For the purposes of this Plan, the following terms shall have the following meanings:

Award” means the Restricted Shares granted to an Eligible Participant under the Plan on an Award Date, evidenced by an Award Agreement and subject to the terms and conditions of the Plan and the Award Agreement;

Award Agreement” means an agreement, substantially in the form of the agreement set out in Schedule 1 to this Plan, entered into by an Eligible Participant and the Corporation pursuant to which an Award is granted to the Eligible Participant in accordance with the Plan, and containing such additional terms and conditions not inconsistent with the Plan as the Board or the Committee shall deem desirable;

“Award Date” means the date on which an Award is granted, which date may be on or, if determined by the Board or the Committee at the time of grant, after the date that the Board or the Committee resolves to grant the Award;

“Board” means the board of directors of the Corporation;

“Change of Control” shall have the meaning set forth in Section 6.1;

“Committee” shall have the meaning set forth in Section 3;

“consultant” means, as defined in National Instrument 45-106 Prospectus and Registration Exemptions (or a successor instrument), for an issuer, a person other than an employee, executive officer, or director of the issuer or of a related entity of the issuer, that:

 
(i)
is engaged to provide services to the issuer or a related entity of the issuer, other than services provided in relation to a distribution;

 
(ii)

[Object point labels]
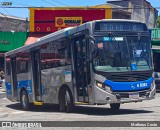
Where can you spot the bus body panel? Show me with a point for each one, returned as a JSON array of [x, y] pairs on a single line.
[[54, 78]]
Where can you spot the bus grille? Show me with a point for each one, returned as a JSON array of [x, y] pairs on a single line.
[[129, 77]]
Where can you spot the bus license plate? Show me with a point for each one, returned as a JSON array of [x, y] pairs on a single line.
[[134, 95]]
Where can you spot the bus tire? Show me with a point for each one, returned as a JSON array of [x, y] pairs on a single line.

__What is being asked__. Can you reproduce the plan definitions in full, word for word? This material has no connection to the plan definitions.

__Solution__.
For the purposes of this Plan, the following terms shall have the following meanings:

Award” means the Restricted Shares granted to an Eligible Participant under the Plan on an Award Date, evidenced by an Award Agreement and subject to the terms and conditions of the Plan and the Award Agreement;

Award Agreement” means an agreement, substantially in the form of the agreement set out in Schedule 1 to this Plan, entered into by an Eligible Participant and the Corporation pursuant to which an Award is granted to the Eligible Participant in accordance with the Plan, and containing such additional terms and conditions not inconsistent with the Plan as the Board or the Committee shall deem desirable;

“Award Date” means the date on which an Award is granted, which date may be on or, if determined by the Board or the Committee at the time of grant, after the date that the Board or the Committee resolves to grant the Award;

“Board” means the board of directors of the Corporation;

“Change of Control” shall have the meaning set forth in Section 6.1;

“Committee” shall have the meaning set forth in Section 3;

“consultant” means, as defined in National Instrument 45-106 Prospectus and Registration Exemptions (or a successor instrument), for an issuer, a person other than an employee, executive officer, or director of the issuer or of a related entity of the issuer, that:

 
(i)
is engaged to provide services to the issuer or a related entity of the issuer, other than services provided in relation to a distribution;

 
(ii)